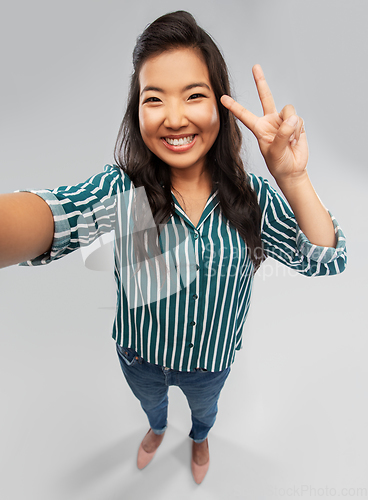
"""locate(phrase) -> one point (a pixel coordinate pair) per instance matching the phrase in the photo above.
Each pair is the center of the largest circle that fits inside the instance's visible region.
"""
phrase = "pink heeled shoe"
(144, 458)
(199, 471)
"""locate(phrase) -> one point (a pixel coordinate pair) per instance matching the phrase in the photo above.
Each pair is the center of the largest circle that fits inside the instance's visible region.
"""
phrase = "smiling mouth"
(179, 142)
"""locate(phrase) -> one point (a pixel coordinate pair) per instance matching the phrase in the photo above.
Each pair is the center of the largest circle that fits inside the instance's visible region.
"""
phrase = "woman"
(191, 227)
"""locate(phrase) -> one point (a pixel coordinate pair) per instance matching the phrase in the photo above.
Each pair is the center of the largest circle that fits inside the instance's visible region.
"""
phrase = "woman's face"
(178, 115)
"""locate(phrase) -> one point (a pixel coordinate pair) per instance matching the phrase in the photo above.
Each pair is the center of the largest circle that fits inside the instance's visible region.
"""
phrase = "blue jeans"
(150, 384)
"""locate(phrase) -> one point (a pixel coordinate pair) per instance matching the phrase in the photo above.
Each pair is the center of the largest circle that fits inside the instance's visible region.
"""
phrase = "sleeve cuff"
(61, 230)
(324, 255)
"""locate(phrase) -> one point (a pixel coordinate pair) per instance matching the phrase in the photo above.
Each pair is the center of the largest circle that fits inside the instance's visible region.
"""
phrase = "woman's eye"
(196, 96)
(152, 99)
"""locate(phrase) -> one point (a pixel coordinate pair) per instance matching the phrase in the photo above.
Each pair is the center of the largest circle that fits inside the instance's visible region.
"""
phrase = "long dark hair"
(237, 200)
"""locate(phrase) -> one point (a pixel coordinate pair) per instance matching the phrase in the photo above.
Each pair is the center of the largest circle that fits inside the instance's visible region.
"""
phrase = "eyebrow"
(188, 87)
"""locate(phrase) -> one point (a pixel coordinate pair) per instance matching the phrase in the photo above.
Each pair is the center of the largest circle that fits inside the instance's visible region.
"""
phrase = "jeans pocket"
(128, 355)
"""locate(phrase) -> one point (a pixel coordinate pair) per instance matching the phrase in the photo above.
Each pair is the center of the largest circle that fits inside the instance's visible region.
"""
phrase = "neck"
(190, 179)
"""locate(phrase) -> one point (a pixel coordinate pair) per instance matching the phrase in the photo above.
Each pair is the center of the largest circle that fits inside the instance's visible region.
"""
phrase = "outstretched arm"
(26, 227)
(283, 144)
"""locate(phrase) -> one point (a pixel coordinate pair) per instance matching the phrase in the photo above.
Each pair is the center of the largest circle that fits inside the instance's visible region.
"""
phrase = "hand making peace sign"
(281, 136)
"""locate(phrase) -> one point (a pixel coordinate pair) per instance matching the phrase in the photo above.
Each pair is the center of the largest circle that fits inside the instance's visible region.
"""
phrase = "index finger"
(264, 92)
(245, 116)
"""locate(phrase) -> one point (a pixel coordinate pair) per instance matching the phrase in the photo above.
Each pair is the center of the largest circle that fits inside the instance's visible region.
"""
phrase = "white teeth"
(181, 141)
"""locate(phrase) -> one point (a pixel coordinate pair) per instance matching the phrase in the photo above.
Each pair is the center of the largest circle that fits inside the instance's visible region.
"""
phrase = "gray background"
(294, 410)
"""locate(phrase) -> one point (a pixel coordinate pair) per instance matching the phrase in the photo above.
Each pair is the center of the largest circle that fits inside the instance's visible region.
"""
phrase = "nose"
(175, 116)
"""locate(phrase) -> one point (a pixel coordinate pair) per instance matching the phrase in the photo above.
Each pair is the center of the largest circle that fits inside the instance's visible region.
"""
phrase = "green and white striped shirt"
(192, 315)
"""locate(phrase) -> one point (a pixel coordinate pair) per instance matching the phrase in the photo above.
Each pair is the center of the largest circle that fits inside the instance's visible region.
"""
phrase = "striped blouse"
(184, 307)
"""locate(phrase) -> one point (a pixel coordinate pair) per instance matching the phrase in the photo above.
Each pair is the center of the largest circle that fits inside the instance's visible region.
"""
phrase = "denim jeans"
(150, 384)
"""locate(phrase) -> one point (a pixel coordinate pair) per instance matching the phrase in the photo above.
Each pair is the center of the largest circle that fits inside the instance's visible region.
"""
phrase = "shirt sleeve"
(283, 239)
(82, 212)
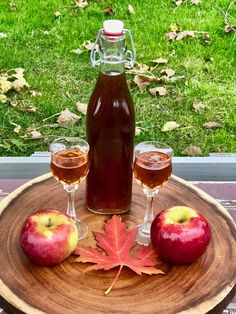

════

_DIRECTIONS_
The job here is to write out the records exactly, pictures excluded.

_OUTPUT BELOW_
"""locate(phrase) -> one point (a pixel coordinate pair) per instance matching the phrase in the photo above.
Each pair is the center of the largest circle that fits inside the instance's visible region.
"""
phrase = "pink heeled shoe"
(144, 458)
(199, 471)
"""locate(phrase) -> one point (a pixel coordinate pair) per instance matching the phrase in the photo above.
Each pair is the center of the largest circle that fits inside the instance's visible region.
"""
phrase = "smiling mouth"
(179, 142)
"""locate(phrase) -> one point (a pixel coordinate pair) per instance matching the phrase in the photo above.
Each pair is the center of the largest circle that fits inside the instance's visible region.
"""
phrase = "woman"
(191, 227)
"""locate(phrase) -> one point (a pixel coordinate pair) per instance matching the phrase in the photo above.
Each pair is the center of the largest circle that fits inside the instance's visible region.
"""
phrase = "woman's face"
(178, 115)
"""locate(phrase) -> one point (a pixel coordinate pair) per instance matching the phrase in the photo above.
Each pair is the center of the largest circle that fits inside the instance's visible region.
"""
phrase = "blue jeans"
(150, 384)
"""locate(phrase) -> one point (a pixel coordinate pair) per instance matching the phrase in the photo above.
Each pair is the center of the largest circle that fits inside the instance's visible region.
"""
phrase = "sleeve cuff"
(61, 230)
(324, 255)
"""locate(phrase) -> one point (a pixel coordinate pair) per instance matching the phrase in the photo above.
Each pair is the center of the largest circle that fits inside the instance's visible region.
"""
phrase = "woman's eye"
(196, 96)
(152, 99)
"""locate(phrase) -> one point (a pixel coordinate pair) per instance matching the phrase in the photo above.
Each pair is the center of the largest circle that fits inside the instance's visible region.
"""
phrase = "long dark hair"
(237, 200)
"""locate(phrase) -> one point (a pixel coordinate pair) per instance matching the phrase in the photo above.
Each pair is the center of the largest circle that fits inside the instance's visible region.
"""
phrase = "eyebrow"
(188, 87)
"""locate(phrase) -> one point (a pixel coordinate pair) per instance matching the phrase in the photo above.
Each pair is the center of the largest circle that fits inside the instance's visible region.
"""
phrase = "jeans pocket"
(128, 355)
"""locate(phrase) -> one point (a pixel coordinate pair) per instance matching the phrase in the photo above.
Each pair is the center of the largest circle that fits inside the instance's visible region.
"""
phrase = "neck"
(190, 179)
"""locate(phrase) -> one point (a pixel coordinate pair) per instance matching the phrase in the photo above.
Each pair is the center of the largest circle that fits inside the instance's visible region.
"""
phrase = "outstretched arm"
(26, 227)
(283, 144)
"""locate(phrase) -> one point (a pixel coordinate pair) per instance matching the phrase in the photo above.
Each pair is the center of the largest circle that fits inside the instance's visible region.
"""
phrase = "hand making peace sign"
(281, 136)
"""locate(phrase) -> one point (a pixel coordinate pair) per instance matching the phrase in the photo above.
Each pair is the center of the largest circle that fits inside the instance's visible region.
"""
phrase = "index finger"
(264, 92)
(245, 116)
"""locate(phrase) -> one point (a pixel coordinate pair) per instance matching the phrase in the photo above.
Each pair is the center of the largest circle that fits inside the instance's visible region.
"""
phrase = "white teeth"
(181, 141)
"""locate(phrase) -> one point (a pixel coordinate pair) per instance matching the phrase in the photo above.
Each pair is the center of the largest circle that fits inside the instance's visible region.
"""
phrase = "gray background"
(294, 410)
"""locate(phrase) -> one point (a pixel coordinate pair) per instance matching the phrase in the photo above.
Each pair is the center of the largest circle that fits inside the instance's visible region.
"""
phrase = "nose"
(175, 116)
"""locate(phrase) -> one point (a pixel coordinate pair) per instance matching the phrase in the photo above.
Each pair is the center of the largest circle that fits inside the instance's visible region.
"""
phrase = "green and white striped shirt"
(192, 315)
"""locate(phrase) -> one point (a pixel coordinate pair) per instance matching the phrase in the photo above.
Each pair is the center of the largest circle that fits inside the instance's visible region.
"""
phrase = "striped blouse"
(184, 307)
"""locate(phrase) -> one point (a pixel coordinate pair) per instance matching the phrase in the photo above.
Each pair is the center of the largest circle that fits inside the instance's visible region.
"""
phrase = "denim jeans"
(150, 384)
"""locate(phrase) -> one point (a pixel coordinate pair) per instance matching the phrase in the photo above.
Each pair is the center of the largest circle that fits inside the instance's visible region.
"""
phrase = "shirt sleeve"
(283, 239)
(82, 212)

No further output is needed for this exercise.